EXCERPTED TEXT -

=== Begin Enclosure ===

I think all this while I’m lying on a mat in the relaxation class, listening to Liz Fraser’s “Teardrop”, another vocal that strikes me as trouble masquerading as ease, born from deep and complicated thoughts, yet finding its home on a chill-out album. Still, I do find that Liz’s voice works some of its magic on me, slowing me down as I make my way to an appointment for a body scrub. There I’m greeted by a Hungarian lady who talks at breakneck pace throughout the treatment, a frantic laugh punctuating every sentence. “You’re terrible at relaxing,” I feel like saying to her. But she’s new here, doesn’t quite know how the shower works, or what height to set the massage table at, and is trying to put me, or perhaps herself, at ease.

You’d think her awkwardness would unsettle me but in fact it’s reassuring. To a tense person, it can be threatening to be in the company of the nonchalant. Their slower pace acts as an irritant, and their savoir faire feels like a reprimand, showing you up for the nervous wreck you are. But me and the therapist, we’re similar types, I reckon. So she rattles on about her family, and dry skin, and the awfulness of paper pants, and she nervously giggles, and I nervously giggle back, and finally I start to feel quite relaxed. Or as much as I ever do.

=== End Enclosure ===

STUDY QUESTIONS -
[A] According to the passage about relaxing, why does the therapist's awkwardness reassure the narrator instead of unsettling them? Answer in one to three sentences.
[B] Return the passage about relaxing word for word, from "You’d think her" to "as I ever do.".
The records that come next are not needed for this work.

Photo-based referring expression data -
=== Begin Enclosure ===

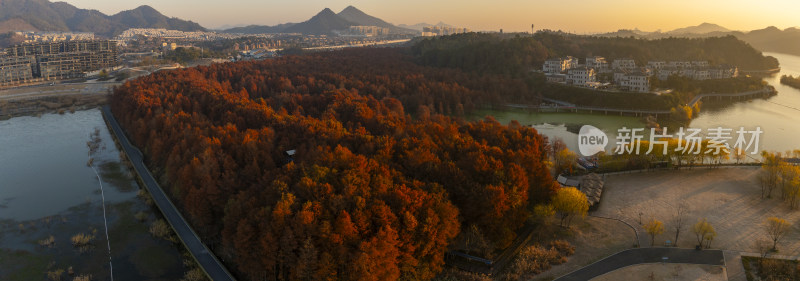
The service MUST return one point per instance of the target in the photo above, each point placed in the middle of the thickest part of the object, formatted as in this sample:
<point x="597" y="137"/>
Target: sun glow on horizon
<point x="577" y="16"/>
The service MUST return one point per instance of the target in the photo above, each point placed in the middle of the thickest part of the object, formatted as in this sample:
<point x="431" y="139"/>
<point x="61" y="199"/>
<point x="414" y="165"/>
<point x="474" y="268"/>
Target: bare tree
<point x="679" y="220"/>
<point x="776" y="229"/>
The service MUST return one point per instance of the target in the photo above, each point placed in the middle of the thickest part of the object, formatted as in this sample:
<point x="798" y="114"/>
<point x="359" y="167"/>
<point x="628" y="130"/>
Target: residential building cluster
<point x="365" y="30"/>
<point x="39" y="36"/>
<point x="34" y="62"/>
<point x="626" y="75"/>
<point x="134" y="33"/>
<point x="442" y="30"/>
<point x="698" y="70"/>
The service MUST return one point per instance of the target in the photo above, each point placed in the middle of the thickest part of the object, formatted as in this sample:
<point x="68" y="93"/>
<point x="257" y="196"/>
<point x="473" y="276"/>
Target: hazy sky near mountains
<point x="579" y="16"/>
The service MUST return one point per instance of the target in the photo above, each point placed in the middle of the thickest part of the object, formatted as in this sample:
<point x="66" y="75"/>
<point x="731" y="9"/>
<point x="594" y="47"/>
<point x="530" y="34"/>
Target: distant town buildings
<point x="623" y="64"/>
<point x="559" y="65"/>
<point x="442" y="30"/>
<point x="34" y="62"/>
<point x="43" y="37"/>
<point x="363" y="30"/>
<point x="697" y="70"/>
<point x="597" y="63"/>
<point x="634" y="80"/>
<point x="626" y="75"/>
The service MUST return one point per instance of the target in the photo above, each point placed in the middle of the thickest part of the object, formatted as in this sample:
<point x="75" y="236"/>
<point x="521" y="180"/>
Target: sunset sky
<point x="581" y="16"/>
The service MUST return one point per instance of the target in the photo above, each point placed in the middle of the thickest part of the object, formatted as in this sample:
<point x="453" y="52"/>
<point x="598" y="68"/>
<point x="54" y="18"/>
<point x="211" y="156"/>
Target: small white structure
<point x="623" y="64"/>
<point x="581" y="76"/>
<point x="597" y="63"/>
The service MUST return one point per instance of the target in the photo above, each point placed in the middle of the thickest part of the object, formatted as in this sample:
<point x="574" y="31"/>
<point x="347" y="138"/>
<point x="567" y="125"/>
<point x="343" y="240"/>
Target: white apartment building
<point x="656" y="65"/>
<point x="634" y="81"/>
<point x="581" y="76"/>
<point x="723" y="71"/>
<point x="623" y="64"/>
<point x="701" y="74"/>
<point x="559" y="65"/>
<point x="598" y="63"/>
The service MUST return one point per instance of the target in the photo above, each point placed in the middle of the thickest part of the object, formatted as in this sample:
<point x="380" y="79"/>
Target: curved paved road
<point x="207" y="261"/>
<point x="645" y="255"/>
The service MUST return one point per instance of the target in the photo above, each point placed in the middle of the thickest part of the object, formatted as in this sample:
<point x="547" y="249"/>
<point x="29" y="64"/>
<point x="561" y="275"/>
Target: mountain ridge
<point x="326" y="22"/>
<point x="768" y="39"/>
<point x="43" y="15"/>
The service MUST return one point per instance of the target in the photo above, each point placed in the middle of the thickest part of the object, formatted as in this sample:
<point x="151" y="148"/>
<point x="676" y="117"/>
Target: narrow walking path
<point x="645" y="255"/>
<point x="205" y="258"/>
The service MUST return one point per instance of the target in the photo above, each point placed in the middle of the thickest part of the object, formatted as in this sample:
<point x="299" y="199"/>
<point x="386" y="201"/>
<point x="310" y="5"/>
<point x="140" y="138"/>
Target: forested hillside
<point x="370" y="193"/>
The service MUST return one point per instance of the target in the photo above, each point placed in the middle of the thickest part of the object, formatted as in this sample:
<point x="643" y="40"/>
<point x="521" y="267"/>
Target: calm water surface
<point x="47" y="189"/>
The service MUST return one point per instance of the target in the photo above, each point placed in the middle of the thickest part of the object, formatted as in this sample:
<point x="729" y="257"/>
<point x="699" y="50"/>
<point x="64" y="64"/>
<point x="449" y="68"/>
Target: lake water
<point x="47" y="189"/>
<point x="778" y="116"/>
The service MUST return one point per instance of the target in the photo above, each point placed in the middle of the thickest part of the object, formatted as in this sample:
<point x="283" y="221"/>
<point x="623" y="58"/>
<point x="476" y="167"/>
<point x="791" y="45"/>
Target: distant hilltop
<point x="43" y="15"/>
<point x="326" y="22"/>
<point x="770" y="39"/>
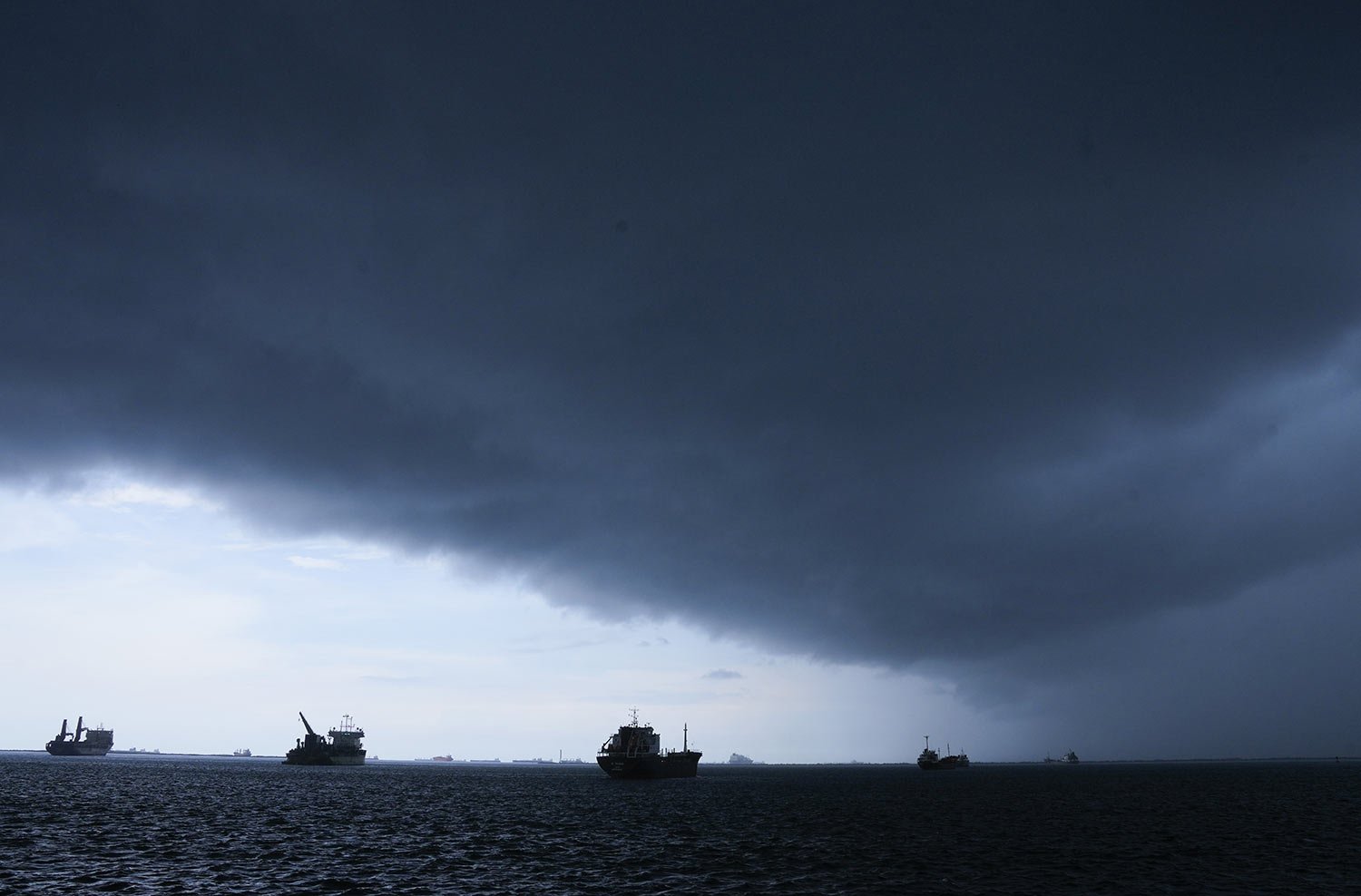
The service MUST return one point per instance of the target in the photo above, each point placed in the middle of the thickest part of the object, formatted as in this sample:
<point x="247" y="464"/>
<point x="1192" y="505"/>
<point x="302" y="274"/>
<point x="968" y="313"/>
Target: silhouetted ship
<point x="634" y="751"/>
<point x="343" y="748"/>
<point x="97" y="740"/>
<point x="931" y="760"/>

=== End Enclosure ===

SOLUTIONS IN ORDER -
[A] To a tense person, being around nonchalant people can feel threatening. Their slower pace is irritating, and their savoir faire feels like a reprimand that exposes one's nervousness. The narrator sees the therapist as a similar nervous type, so her awkwardness puts the narrator at ease.

[B]
You’d think her awkwardness would unsettle me but in fact it’s reassuring. To a tense person, it can be threatening to be in the company of the nonchalant. Their slower pace acts as an irritant, and their savoir faire feels like a reprimand, showing you up for the nervous wreck you are. But me and the therapist, we’re similar types, I reckon. So she rattles on about her family, and dry skin, and the awfulness of paper pants, and she nervously giggles, and I nervously giggle back, and finally I start to feel quite relaxed. Or as much as I ever do.